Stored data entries
_ _ _ _ _ _ _

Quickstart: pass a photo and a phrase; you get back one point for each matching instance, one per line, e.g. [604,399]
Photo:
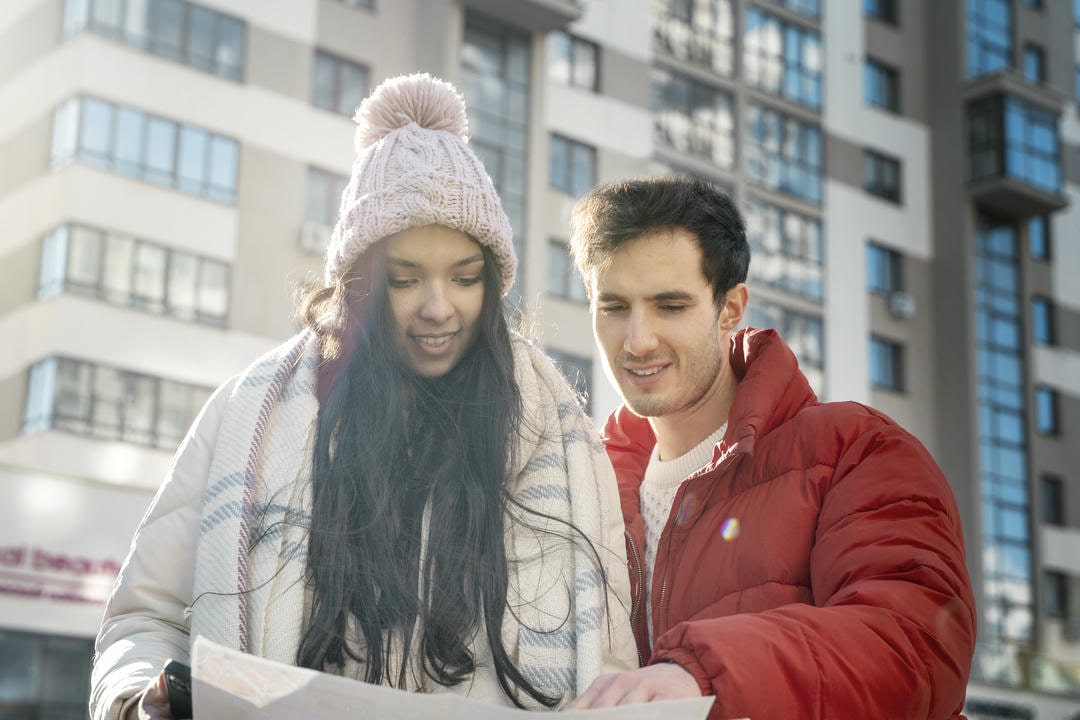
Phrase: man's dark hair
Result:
[613,214]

_ _ _ _ _ _ _

**PROBLEM STATEMENT:** What you hand back should match the entries above exactly, except that no picture appears.

**ANSWER TO THIS EXERCISE:**
Quickstart: pass a photo and a phrase; you get back one point for each matching instance, one per line, e.g. [604,399]
Photo:
Phrase: man's dark hair
Result:
[613,214]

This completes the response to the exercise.